─── VORLIEGENDER TEXT

Noch während die Ergebnisse auf einer wissenschaftlichen Tagung in Wien vorgestellt wurden, kursierten die ersten Schlagzeilen: "Gen-Mais macht unfruchtbar." Einer der Autoren der Studie, Prof. Jürgen Zentek, bemühte sich zwar um eine vorsichtige Bewertung und warnte vor schnellen Verallgemeinerungen, doch kaum jemand nahm das zur Kenntnis. Inzwischen hat sich auch die Europäische Behörde für Lebensmittelsicherheit (EFSA) mit der Studie beschäftigt.

Der Versuch: An der Universität Wien wurden mehrere Langzeit- fütterungsversuche mit Mäusen durchgeführt: Eine Studie über die gesamte Lebensdauer der Versuchstiere, eine Mehrgenerationen-Studie (MGS) sowie eine Studie in fortlaufender Zucht RACB) mit vier Würfen der jeweils gleichen Eltern.

Das Futter: Es wurden jeweils verschiedene Gruppen mit Versuchstieren gebildet, die verschiedene Futter-Diäten erhielten: Eine enthielt einen bestimmten gv-Mais (NK603xMON810), eine andere eine ähnliche Maissorte, jedoch ohne die gentechnischen Konstrukte.

Das Ergebnis: Bei der Lebensdauer- und bei der MGS-Studie zeigten sich zwischen den Tieren der Versuchsgruppen keine signifikanten Unterschieden. In diesen Langzeitversuchen ließ sich kein Einfluss des gv-Maises feststellen. Bei der fortlaufenden Zucht wurden in der mit gv-Mais gefütterten Gruppe im dritten und vierten Wurf weniger Junge geboren. Zudem war ihr Gewicht geringer.

Auf ihrer Sitzung am 3. und 4. Dezember in Parma beschäftigte sich die für GVO zuständige Expertengruppe (GMO Panel) der EFSA auch mit der aktuellen Fütterungsstudie, die im Auftrag der österreichischen Regierung von eine Gruppe an der Universität Wien durchgeführt wurde. Das Sitzungsprotokoll des EFSA Panels mit den Schlussfolgerungen aus der Diskussion um die Fütterungsstudie wurde nun vorab veröffentlich.

──────

__ARBEITSAUFTRAG 1__. Nenne alle Fütterungsversuche mit Mäusen, die laut dem Text über die Fütterungsstudie mit gv-Mais an der Universität Wien durchgeführt wurden.
__ARBEITSAUFTRAG 2__. In welcher Stadt tagte die Expertengruppe der EFSA laut dem Text über die Fütterungsstudie mit gv-Mais am 3. und 4. Dezember?
__ARBEITSAUFTRAG 3__. Gib den Abschnitt des Textes über die Fütterungsstudie mit gv-Mais von „Das Ergebnis: Bei“ bis „ihr Gewicht geringer.“ wortgetreu wieder.

─── VORGEGEBENE DATEN

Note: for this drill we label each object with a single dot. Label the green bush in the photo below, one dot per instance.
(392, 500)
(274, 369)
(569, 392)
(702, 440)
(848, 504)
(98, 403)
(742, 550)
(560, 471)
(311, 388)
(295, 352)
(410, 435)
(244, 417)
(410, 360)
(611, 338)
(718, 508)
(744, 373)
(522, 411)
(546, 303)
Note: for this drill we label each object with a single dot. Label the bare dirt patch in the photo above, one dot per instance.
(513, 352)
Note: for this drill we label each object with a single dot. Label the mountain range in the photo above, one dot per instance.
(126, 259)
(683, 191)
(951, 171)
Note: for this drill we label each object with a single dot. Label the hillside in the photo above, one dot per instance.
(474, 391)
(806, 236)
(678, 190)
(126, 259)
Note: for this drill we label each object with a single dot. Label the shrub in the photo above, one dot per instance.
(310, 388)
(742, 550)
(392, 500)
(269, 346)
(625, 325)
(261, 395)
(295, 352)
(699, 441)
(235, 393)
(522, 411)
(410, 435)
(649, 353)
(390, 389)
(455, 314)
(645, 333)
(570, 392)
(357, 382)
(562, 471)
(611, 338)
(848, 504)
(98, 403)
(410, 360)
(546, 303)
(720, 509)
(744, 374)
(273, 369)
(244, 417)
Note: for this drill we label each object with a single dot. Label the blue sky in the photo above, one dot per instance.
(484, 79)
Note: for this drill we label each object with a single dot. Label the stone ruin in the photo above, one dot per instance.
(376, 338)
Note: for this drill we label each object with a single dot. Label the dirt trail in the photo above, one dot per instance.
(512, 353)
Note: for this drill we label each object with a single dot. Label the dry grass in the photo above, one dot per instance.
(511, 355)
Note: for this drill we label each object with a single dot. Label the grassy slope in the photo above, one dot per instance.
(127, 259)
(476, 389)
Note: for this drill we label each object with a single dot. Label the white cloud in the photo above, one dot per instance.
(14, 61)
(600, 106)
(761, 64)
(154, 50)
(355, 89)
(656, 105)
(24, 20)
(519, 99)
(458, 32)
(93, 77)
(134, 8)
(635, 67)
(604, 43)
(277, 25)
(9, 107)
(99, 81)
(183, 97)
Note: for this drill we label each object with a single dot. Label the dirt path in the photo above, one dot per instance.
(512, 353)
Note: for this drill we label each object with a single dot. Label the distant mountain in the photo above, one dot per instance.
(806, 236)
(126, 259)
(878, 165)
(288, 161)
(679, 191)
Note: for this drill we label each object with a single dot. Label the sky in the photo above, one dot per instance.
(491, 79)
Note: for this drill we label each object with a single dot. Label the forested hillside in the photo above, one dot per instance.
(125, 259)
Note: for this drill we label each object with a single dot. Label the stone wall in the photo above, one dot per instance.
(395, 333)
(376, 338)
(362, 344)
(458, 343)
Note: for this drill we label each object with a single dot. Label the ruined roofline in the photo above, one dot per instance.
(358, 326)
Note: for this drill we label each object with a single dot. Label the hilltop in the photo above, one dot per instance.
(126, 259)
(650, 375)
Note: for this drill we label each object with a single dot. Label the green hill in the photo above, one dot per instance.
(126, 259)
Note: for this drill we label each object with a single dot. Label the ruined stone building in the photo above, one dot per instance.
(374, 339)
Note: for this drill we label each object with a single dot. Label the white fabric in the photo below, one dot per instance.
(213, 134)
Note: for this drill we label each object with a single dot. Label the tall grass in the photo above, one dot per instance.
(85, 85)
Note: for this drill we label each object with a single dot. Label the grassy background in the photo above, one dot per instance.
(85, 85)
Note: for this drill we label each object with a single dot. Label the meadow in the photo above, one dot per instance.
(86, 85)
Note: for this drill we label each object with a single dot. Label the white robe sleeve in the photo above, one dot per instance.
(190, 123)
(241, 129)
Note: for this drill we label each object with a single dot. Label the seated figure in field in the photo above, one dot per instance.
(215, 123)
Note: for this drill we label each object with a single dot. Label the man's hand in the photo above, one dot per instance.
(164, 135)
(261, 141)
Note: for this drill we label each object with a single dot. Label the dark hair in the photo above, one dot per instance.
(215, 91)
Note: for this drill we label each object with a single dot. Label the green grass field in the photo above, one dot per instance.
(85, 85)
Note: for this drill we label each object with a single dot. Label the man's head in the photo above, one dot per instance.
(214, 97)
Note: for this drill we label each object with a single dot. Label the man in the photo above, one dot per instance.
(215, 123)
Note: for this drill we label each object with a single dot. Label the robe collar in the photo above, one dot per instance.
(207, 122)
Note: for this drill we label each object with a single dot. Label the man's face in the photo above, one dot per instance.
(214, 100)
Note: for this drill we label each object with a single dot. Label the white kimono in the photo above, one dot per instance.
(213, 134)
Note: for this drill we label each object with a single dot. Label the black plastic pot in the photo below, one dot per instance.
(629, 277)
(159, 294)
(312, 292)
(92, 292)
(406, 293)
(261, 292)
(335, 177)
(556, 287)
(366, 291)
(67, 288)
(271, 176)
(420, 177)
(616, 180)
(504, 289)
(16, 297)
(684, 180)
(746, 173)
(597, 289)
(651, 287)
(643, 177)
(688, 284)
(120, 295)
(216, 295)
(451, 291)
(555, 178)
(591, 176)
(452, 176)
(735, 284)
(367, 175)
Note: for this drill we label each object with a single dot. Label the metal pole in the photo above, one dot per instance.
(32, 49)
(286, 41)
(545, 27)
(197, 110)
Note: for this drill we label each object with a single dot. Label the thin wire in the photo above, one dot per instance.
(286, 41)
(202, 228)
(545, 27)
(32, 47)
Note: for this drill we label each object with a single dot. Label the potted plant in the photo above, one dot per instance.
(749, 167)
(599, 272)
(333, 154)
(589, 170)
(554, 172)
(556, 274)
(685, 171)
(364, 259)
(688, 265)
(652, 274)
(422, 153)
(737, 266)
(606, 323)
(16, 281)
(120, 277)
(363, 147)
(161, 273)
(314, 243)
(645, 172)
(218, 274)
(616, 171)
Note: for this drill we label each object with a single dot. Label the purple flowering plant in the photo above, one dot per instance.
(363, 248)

──────

__LÖSUNG 1__. An der Universität Wien wurden eine Studie über die gesamte Lebensdauer der Versuchstiere, eine Mehrgenerationen-Studie (MGS) und eine Studie in fortlaufender Zucht mit vier Würfen der jeweils gleichen Eltern durchgeführt.

__LÖSUNG 2__. Die Expertengruppe tagte in Parma.

__LÖSUNG 3__.
Das Ergebnis: Bei der Lebensdauer- und bei der MGS-Studie zeigten sich zwischen den Tieren der Versuchsgruppen keine signifikanten Unterschieden. In diesen Langzeitversuchen ließ sich kein Einfluss des gv-Maises feststellen. Bei der fortlaufenden Zucht wurden in der mit gv-Mais gefütterten Gruppe im dritten und vierten Wurf weniger Junge geboren. Zudem war ihr Gewicht geringer.